-- begin Text to read --
About me
Asa Winstanley: a freelance journalist and sub-editor.
My main areas of expertise are Palestine-Israel, western Palestine solidarity groups and the global movement of boycott, divestment and sanctions (BDS) against Israel. I have spent two years living and working in the occupied Palestinian West Bank. I also have an IT background, focusing on open source and free software such as GNU/Linux.
I have written and edited backgrounders on Palestine for the respected Jerusalem Media and Communcations Centre. I have written reports and features for various publications, including the highly popular Electronic Intifada. I was managing sub-editor for the Palestine Times, which was first the Palestinian English-language daily newspaper published from the occupied West Bank.
I am available for commissions, especially investigative reports, news, features and analysis, as well as subbing work.
Contact me
To work out my email address, add my first name to the domain name of this site (without http://www. ) separating the two with an “at” symbol. Because of spam, I avoid putting my email address on the web.
-- end Text to read --
-- begin Data extract --
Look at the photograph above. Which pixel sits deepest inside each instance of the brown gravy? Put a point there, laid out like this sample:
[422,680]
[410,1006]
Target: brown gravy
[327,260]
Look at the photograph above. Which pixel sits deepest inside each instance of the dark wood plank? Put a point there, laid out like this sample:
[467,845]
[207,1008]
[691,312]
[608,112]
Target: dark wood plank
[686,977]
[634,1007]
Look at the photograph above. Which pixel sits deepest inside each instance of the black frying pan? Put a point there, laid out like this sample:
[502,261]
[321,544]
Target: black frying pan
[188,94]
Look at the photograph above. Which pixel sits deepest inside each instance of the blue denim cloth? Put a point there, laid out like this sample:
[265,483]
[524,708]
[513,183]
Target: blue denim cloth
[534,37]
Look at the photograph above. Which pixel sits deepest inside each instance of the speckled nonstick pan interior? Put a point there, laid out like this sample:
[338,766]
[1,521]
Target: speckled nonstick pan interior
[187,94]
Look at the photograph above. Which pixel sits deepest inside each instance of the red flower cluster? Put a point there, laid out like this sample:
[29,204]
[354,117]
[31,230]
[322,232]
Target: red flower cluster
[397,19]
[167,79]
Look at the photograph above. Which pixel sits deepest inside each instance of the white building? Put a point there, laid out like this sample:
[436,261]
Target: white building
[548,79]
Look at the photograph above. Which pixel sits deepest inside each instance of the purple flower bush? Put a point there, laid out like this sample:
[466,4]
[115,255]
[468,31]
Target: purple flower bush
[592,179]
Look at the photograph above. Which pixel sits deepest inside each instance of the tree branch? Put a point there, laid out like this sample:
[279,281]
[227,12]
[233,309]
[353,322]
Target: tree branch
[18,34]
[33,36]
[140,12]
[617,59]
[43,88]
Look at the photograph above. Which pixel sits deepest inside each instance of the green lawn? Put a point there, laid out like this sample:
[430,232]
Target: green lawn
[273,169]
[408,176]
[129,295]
-- end Data extract --
Exercises:
1/ According to the journalist's about-me page, how long did the writer spend living and working in the West Bank?
2/ From the journalist's about-me page, return the part that opens with the words containing "My main areas" and closes with "as subbing work.".
3/ Take the journalist's about-me page further, writing on from its final sentence.

Expected answers:
1/ Two years.

2/
My main areas of expertise are Palestine-Israel, western Palestine solidarity groups and the global movement of boycott, divestment and sanctions (BDS) against Israel. I have spent two years living and working in the occupied Palestinian West Bank. I also have an IT background, focusing on open source and free software such as GNU/Linux.
I have written and edited backgrounders on Palestine for the respected Jerusalem Media and Communcations Centre. I have written reports and features for various publications, including the highly popular Electronic Intifada. I was managing sub-editor for the Palestine Times, which was first the Palestinian English-language daily newspaper published from the occupied West Bank.
I am available for commissions, especially investigative reports, news, features and analysis, as well as subbing work.

3/
About my website
Although this site is in blog format, it’s mostly not a blog as such. I mainly use it to keep a record of all my published work. I also use it to syndicate my Delicious feed – a record of the most interesting articles I have read (please note: posting something to my Delicious feed does not necessarily imply approval or disapproval of the sentiments or analysis therein).
I retain the copyright on everything posted here, unless otherwise mentioned. You must contact me before republishing some of my work.
Comments are currently enabled but subject to a moderation queue. If I don’t like your comment, I may delete it. Of course I may also allow some comments I don’t like for the sake of debate or to expose the stupidity of the commenter. This is not a democracy or an open forum: it’s my personal website.
Quotable
“If you are neutral in situations of injustice, you have chosen the side of the oppressor.” Archbishop Desmond Tutu
We were a people wasting ourselves
In fruitless battles for our masters,
In lands to which we had no claim,
With men for whom we felt no hatred.
We were a people, and are so yet.
When we have finished quarrelling for crumbs
Under the table, or gnawing the bones
Of a dead culture, we will arise
And greet each other in a new dawn
Armed, but not in the old way.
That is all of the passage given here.